Copy out all the lines of the data that hold the word "young".

▬▬▬▬▬▬

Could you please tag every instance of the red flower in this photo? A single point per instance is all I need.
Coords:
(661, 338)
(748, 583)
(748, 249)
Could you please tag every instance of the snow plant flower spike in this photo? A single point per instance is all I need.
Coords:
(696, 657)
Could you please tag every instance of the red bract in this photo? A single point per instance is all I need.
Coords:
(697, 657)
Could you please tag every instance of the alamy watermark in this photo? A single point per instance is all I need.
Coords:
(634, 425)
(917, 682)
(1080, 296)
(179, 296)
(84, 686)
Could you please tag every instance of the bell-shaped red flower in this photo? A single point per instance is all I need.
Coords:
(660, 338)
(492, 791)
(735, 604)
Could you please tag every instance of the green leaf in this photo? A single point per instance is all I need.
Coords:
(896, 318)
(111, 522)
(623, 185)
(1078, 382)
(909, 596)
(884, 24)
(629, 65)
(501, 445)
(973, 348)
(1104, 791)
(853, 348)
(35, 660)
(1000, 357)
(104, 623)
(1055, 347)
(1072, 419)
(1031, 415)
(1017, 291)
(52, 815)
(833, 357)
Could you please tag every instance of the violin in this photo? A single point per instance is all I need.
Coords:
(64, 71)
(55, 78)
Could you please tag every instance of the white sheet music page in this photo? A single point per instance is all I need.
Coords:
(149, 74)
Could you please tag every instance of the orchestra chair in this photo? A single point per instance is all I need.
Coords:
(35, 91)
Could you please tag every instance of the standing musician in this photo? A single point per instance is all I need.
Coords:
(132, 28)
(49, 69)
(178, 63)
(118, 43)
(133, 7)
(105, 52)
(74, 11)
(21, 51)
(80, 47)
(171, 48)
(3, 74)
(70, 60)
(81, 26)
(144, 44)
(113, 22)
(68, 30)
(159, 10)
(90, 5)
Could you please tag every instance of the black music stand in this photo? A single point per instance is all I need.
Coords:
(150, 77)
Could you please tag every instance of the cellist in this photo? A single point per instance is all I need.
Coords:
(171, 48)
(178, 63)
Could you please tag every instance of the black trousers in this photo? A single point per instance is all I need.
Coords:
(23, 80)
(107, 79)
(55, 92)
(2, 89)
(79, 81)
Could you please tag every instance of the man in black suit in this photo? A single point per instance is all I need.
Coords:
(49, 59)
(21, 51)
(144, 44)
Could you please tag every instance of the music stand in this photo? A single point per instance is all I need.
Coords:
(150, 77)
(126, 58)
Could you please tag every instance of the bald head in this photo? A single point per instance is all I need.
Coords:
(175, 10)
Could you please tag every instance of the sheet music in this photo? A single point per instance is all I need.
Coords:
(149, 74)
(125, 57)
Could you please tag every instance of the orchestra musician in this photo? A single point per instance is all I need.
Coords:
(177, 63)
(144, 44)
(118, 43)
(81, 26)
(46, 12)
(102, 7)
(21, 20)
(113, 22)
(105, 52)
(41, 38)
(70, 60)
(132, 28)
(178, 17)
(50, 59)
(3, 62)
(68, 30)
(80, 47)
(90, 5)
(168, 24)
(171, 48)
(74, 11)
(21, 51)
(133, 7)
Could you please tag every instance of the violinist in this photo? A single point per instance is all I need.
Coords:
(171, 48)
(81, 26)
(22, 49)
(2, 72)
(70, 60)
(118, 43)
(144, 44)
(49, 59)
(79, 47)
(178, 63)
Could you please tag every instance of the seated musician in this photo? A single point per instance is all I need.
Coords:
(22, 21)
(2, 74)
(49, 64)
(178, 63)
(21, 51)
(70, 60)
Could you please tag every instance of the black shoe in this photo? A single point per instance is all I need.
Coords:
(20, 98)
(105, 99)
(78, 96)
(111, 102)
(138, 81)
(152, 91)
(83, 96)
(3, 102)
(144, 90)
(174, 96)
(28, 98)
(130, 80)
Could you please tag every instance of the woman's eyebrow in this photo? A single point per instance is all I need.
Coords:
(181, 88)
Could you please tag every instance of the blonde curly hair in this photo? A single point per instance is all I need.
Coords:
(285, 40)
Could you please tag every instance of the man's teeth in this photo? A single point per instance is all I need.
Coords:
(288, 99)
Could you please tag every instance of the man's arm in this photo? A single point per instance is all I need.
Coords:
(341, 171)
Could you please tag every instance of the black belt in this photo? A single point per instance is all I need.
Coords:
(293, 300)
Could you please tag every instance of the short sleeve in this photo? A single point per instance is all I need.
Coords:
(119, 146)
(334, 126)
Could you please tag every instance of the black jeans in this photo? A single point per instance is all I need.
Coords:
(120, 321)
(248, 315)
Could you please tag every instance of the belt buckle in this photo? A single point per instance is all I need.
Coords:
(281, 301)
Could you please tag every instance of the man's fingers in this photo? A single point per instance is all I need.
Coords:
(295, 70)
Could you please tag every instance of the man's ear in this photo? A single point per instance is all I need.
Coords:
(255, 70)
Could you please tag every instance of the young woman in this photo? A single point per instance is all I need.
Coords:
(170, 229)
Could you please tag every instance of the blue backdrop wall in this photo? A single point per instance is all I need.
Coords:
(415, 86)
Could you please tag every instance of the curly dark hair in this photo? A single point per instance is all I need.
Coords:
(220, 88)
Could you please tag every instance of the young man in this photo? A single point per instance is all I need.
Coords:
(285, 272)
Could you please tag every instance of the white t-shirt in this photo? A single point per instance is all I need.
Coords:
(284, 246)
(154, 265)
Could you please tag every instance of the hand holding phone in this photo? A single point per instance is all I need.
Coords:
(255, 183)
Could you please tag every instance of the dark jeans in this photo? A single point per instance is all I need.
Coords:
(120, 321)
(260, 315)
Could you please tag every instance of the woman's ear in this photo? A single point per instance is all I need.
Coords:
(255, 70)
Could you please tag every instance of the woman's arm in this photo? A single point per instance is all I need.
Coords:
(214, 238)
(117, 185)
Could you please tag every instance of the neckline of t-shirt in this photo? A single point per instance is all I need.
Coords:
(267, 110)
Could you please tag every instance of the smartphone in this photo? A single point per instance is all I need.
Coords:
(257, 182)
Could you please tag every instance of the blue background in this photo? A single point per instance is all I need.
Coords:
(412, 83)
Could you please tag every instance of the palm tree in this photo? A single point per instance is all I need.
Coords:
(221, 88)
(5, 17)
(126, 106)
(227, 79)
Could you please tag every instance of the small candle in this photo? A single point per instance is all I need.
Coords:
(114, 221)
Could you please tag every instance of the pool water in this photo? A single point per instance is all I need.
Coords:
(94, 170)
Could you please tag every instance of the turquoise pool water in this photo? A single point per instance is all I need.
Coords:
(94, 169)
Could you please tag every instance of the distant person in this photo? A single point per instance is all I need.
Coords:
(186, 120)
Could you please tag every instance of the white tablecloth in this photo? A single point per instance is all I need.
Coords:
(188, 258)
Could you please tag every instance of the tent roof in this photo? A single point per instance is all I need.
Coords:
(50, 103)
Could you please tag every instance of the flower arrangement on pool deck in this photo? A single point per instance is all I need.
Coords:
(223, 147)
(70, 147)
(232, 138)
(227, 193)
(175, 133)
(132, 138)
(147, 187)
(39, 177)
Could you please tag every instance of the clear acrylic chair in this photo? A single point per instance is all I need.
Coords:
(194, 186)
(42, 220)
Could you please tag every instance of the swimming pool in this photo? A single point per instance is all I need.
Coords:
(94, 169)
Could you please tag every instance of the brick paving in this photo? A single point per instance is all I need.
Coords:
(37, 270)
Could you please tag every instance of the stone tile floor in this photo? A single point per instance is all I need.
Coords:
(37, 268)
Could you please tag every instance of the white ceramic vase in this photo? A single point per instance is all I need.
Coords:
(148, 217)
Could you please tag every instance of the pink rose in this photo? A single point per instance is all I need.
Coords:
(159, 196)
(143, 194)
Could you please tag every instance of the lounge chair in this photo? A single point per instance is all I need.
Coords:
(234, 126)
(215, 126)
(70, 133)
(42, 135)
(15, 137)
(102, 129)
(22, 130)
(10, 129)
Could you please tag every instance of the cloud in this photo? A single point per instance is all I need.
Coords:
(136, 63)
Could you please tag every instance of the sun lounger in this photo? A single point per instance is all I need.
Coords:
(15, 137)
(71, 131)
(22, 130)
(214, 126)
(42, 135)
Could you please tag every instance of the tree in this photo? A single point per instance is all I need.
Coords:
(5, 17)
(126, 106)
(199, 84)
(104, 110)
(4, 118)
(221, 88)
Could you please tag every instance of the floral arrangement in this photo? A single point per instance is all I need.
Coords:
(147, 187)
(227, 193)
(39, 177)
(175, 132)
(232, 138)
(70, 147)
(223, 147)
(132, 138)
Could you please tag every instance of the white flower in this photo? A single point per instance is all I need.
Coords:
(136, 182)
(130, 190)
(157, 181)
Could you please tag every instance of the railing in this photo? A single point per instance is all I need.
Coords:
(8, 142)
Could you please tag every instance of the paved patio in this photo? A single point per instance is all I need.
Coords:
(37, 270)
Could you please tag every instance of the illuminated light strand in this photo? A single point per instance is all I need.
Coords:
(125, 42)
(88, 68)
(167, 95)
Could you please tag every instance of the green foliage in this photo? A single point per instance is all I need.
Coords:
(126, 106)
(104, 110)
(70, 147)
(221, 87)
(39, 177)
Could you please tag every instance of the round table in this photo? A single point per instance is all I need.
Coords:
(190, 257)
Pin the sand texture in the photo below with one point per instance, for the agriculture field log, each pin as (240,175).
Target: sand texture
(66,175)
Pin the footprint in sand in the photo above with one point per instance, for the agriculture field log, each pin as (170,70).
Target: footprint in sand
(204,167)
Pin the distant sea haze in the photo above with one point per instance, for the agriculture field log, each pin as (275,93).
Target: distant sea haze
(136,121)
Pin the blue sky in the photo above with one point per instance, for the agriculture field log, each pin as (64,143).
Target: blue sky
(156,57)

▬▬▬▬▬▬

Solution to this problem:
Could you please tag every instance of the young woman in this photo? A single point per instance is all I need.
Could you please tag every instance of the young man in this photo? A single point per instance is all I need.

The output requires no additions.